RECORDS FOR THE EXERCISE
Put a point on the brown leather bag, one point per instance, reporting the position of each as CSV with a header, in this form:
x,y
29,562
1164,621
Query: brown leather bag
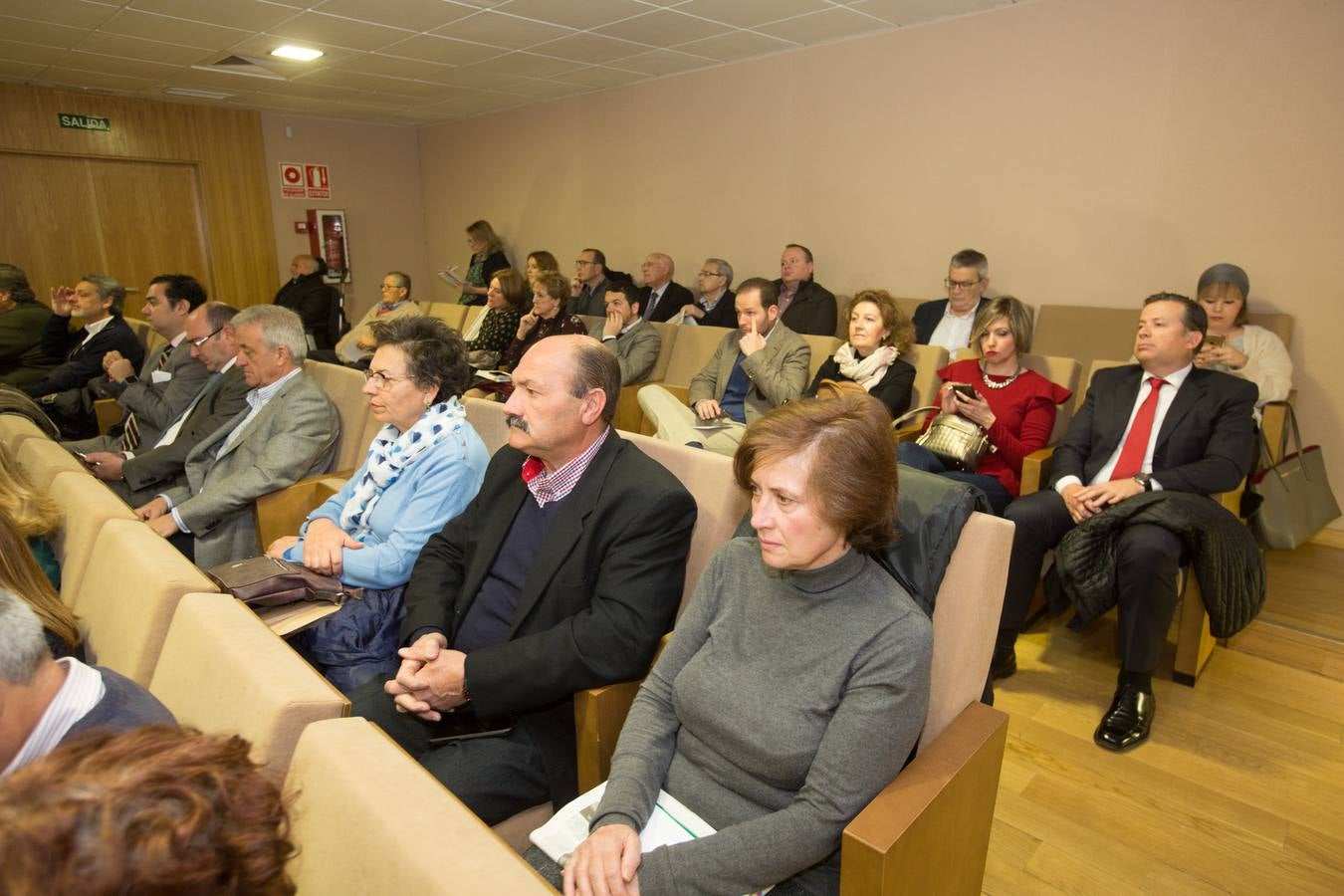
x,y
266,581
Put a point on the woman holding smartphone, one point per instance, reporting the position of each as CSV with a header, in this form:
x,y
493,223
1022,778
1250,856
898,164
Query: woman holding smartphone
x,y
1013,406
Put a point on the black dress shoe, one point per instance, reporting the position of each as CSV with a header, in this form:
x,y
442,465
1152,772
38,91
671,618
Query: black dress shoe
x,y
1128,722
1003,664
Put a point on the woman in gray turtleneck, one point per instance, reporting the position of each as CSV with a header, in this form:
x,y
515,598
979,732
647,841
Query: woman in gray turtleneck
x,y
794,687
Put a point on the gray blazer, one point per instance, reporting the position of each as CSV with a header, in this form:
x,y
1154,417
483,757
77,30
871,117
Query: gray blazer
x,y
636,350
779,372
295,435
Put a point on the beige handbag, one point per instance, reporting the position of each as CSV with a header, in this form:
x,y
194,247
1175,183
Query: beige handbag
x,y
952,438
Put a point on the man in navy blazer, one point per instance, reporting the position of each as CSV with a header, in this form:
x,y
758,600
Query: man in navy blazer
x,y
560,575
1193,433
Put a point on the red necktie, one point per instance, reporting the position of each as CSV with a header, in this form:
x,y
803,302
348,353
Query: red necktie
x,y
1136,443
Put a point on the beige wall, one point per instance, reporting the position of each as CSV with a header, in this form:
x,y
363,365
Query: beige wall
x,y
1097,152
375,179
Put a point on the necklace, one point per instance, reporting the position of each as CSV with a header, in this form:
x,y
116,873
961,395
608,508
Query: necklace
x,y
1008,381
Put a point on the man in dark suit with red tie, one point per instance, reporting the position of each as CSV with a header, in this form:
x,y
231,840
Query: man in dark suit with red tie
x,y
1159,425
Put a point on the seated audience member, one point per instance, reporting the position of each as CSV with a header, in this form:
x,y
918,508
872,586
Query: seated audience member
x,y
948,322
661,297
879,335
96,301
153,810
633,341
422,469
805,305
561,573
487,258
587,289
289,431
714,305
540,261
1013,406
549,318
137,476
167,383
356,346
34,514
494,330
757,367
1110,453
23,320
312,299
794,637
1235,346
46,702
22,576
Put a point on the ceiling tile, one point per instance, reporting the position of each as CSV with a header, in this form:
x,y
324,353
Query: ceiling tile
x,y
76,14
413,15
340,33
737,45
663,62
820,27
590,49
445,50
590,14
154,27
748,14
503,31
115,45
41,33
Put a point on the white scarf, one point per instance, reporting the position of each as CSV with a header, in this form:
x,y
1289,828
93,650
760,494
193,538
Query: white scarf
x,y
864,371
391,453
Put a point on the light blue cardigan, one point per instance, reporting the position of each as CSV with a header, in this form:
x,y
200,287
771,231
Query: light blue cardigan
x,y
429,493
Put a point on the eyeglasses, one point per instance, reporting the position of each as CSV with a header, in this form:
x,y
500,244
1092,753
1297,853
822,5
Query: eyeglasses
x,y
200,341
959,284
382,380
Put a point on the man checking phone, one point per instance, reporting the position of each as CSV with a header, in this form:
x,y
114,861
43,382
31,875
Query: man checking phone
x,y
755,369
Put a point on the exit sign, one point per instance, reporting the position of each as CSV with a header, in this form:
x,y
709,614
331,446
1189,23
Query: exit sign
x,y
84,122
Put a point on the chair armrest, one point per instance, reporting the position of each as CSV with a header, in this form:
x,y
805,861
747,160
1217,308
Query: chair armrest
x,y
1035,469
929,830
280,514
108,412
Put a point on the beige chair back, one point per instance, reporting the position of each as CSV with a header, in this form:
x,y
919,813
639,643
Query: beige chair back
x,y
225,672
718,500
127,595
413,834
88,506
487,418
42,460
344,387
965,619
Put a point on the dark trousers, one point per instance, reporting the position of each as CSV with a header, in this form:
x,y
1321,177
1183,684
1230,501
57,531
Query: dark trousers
x,y
1148,558
494,777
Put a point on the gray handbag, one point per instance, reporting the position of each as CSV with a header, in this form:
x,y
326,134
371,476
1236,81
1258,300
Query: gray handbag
x,y
1297,500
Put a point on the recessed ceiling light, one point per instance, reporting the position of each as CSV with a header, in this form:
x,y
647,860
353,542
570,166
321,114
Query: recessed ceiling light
x,y
302,54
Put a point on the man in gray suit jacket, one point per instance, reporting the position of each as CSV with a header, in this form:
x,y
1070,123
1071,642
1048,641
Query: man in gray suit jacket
x,y
755,369
624,334
168,380
287,433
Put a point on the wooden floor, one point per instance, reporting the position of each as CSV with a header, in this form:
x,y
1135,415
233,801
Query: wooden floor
x,y
1239,788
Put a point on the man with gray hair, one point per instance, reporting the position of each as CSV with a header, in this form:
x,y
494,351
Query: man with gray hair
x,y
287,433
46,702
560,575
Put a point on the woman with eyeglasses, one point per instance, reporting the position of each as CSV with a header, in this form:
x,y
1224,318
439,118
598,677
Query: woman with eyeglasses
x,y
422,469
1235,346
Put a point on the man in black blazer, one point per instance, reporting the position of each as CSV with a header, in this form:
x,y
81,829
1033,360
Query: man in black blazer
x,y
661,297
1159,425
805,305
560,575
947,322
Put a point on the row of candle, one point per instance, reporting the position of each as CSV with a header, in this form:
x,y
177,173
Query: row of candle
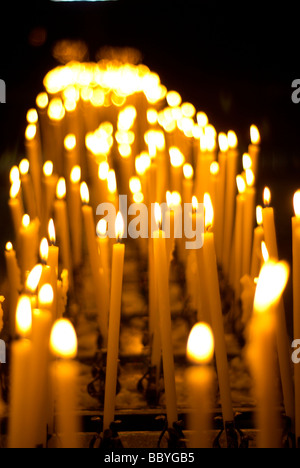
x,y
192,150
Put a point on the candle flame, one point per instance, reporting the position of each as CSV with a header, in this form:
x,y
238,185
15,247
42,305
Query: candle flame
x,y
26,221
223,142
44,250
102,228
51,232
63,340
297,204
75,176
271,284
24,167
24,316
241,185
84,192
48,169
30,132
34,278
188,171
255,135
267,196
214,168
61,189
201,344
209,211
259,215
119,227
70,142
42,100
46,296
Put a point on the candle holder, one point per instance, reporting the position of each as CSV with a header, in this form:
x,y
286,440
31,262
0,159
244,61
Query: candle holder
x,y
96,389
175,437
235,437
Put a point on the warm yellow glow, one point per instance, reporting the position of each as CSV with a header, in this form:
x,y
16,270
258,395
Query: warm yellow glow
x,y
138,197
26,221
32,116
119,226
152,116
297,204
51,232
24,167
42,100
214,168
102,228
112,182
61,189
272,281
188,171
158,215
48,169
265,252
23,316
70,142
223,142
15,189
30,132
209,211
232,140
84,193
241,184
202,119
34,278
9,247
44,250
75,176
267,196
174,99
135,185
103,170
259,215
56,110
250,178
46,296
188,110
201,344
63,340
255,135
176,157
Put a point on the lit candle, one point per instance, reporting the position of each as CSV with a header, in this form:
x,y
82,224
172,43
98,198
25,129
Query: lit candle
x,y
259,237
296,298
75,215
231,174
200,379
62,226
14,280
101,292
21,353
114,325
254,148
162,284
281,329
262,351
213,292
64,373
27,188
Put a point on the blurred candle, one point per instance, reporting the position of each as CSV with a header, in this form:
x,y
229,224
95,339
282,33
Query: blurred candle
x,y
200,379
262,352
64,374
114,325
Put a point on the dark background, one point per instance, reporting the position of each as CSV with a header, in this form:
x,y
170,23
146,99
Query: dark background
x,y
235,63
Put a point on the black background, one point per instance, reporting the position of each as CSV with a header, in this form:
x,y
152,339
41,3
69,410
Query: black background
x,y
235,63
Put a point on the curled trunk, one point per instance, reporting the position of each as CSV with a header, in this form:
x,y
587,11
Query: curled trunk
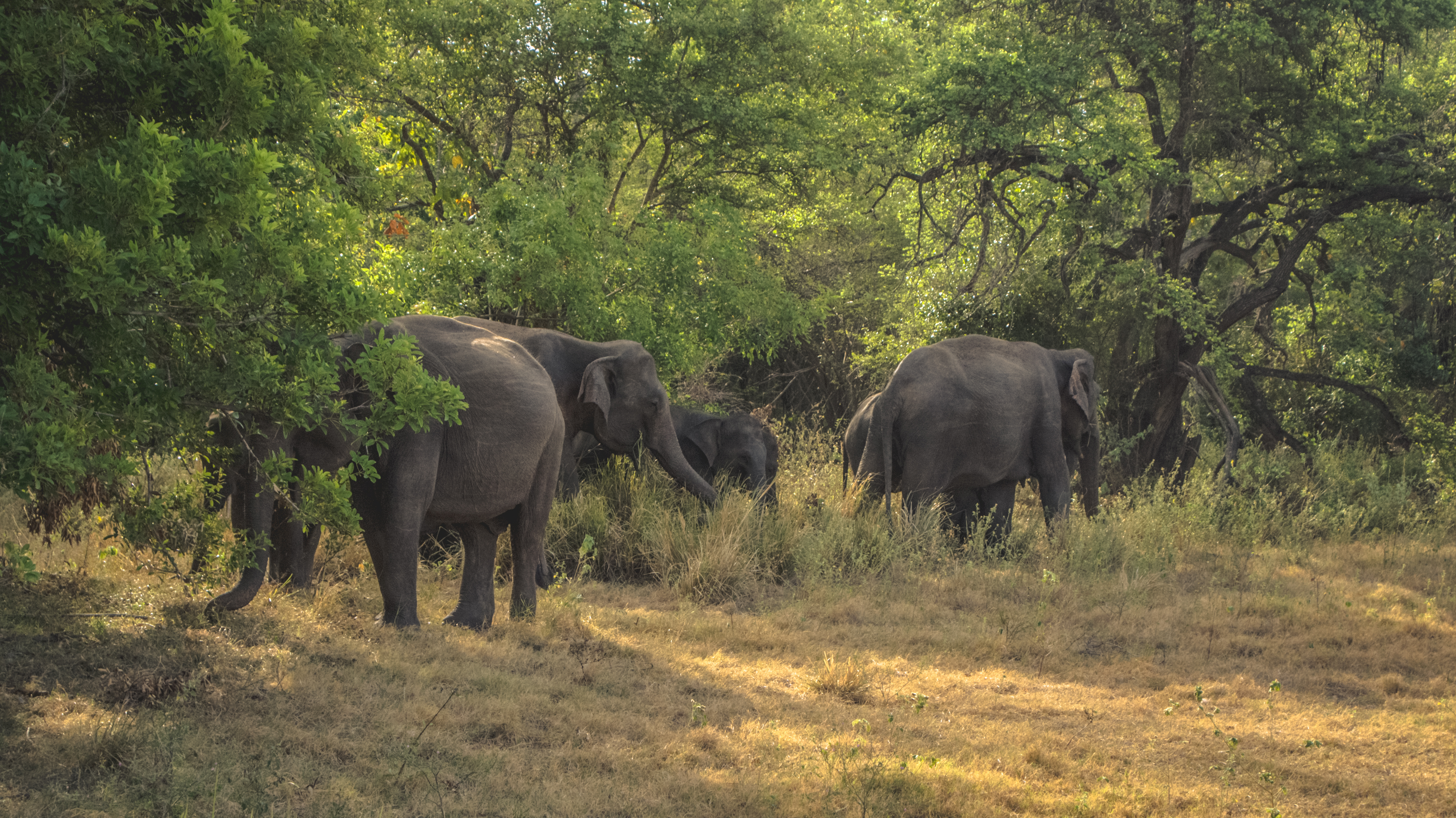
x,y
1091,474
257,498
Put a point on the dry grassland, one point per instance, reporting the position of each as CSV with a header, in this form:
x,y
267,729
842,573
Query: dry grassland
x,y
1062,683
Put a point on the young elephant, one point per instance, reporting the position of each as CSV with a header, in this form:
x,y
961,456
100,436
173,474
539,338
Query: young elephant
x,y
973,417
609,391
737,444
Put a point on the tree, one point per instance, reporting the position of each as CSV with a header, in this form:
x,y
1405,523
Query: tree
x,y
1175,165
602,168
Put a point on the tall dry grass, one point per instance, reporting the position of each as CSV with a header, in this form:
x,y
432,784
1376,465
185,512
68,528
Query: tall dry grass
x,y
798,660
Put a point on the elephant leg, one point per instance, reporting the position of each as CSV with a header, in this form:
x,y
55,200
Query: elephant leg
x,y
277,542
299,546
570,477
529,568
963,513
477,606
1050,469
995,507
392,513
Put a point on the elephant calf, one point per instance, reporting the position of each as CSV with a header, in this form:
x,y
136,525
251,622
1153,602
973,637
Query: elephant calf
x,y
739,444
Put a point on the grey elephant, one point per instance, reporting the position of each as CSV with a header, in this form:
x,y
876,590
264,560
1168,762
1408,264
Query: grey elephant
x,y
290,545
496,469
852,447
973,417
609,391
737,444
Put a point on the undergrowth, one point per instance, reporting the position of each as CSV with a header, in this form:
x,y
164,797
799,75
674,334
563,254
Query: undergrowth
x,y
1203,650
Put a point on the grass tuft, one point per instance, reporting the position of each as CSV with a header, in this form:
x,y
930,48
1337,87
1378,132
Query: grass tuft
x,y
848,680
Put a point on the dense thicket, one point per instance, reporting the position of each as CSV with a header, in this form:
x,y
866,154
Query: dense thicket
x,y
777,197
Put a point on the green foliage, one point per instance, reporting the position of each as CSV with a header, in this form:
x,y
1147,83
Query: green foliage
x,y
20,562
178,216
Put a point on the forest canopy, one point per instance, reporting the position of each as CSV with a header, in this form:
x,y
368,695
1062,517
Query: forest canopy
x,y
778,198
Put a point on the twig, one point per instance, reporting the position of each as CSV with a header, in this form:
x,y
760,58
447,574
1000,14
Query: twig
x,y
413,744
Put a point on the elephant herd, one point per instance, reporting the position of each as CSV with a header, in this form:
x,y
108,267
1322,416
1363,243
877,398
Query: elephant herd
x,y
967,418
528,392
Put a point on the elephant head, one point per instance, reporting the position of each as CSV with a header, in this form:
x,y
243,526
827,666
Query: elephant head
x,y
261,510
1081,437
739,444
628,401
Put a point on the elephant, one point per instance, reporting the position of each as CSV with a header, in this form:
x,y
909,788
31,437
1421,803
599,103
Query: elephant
x,y
611,391
739,444
854,444
292,546
973,417
493,471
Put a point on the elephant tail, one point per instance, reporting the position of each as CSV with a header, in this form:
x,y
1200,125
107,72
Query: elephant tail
x,y
884,426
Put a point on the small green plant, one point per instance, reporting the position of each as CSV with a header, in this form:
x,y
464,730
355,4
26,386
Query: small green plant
x,y
586,556
21,564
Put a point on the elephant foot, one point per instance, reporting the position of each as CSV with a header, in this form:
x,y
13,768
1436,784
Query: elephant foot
x,y
464,621
401,622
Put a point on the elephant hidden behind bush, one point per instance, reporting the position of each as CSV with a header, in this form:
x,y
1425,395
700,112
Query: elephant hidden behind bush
x,y
496,469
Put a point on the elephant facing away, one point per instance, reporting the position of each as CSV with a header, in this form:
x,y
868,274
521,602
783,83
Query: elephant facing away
x,y
739,444
973,417
852,447
496,469
611,391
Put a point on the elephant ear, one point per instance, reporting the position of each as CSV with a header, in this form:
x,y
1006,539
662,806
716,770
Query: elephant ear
x,y
705,437
596,385
771,446
1081,389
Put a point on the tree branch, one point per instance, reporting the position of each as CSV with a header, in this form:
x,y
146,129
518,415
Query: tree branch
x,y
1398,437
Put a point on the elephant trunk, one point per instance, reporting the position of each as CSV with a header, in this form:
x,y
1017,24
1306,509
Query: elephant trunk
x,y
661,439
1091,474
257,497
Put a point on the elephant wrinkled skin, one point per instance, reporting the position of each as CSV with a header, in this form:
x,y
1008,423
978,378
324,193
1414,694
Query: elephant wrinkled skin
x,y
611,391
973,417
496,469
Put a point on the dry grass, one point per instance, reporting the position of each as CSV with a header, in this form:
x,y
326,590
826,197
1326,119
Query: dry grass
x,y
1059,683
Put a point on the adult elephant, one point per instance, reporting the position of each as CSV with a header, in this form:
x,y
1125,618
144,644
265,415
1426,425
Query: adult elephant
x,y
852,447
737,444
973,417
493,471
292,546
609,391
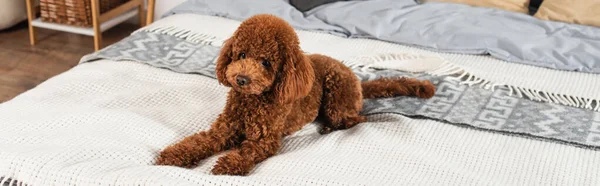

PROBLEM REQUIREMENTS
Gather every line in the items above that contains the string "tree". Case counts.

COMPLETED TASK
Put a point on the tree, one point per instance, reporting the position of each as CSV with a header, in this form:
Query: tree
Put a point on the tree branch, one point per instance, reporting the position of each as CSV with a header, in this form:
Query: tree branch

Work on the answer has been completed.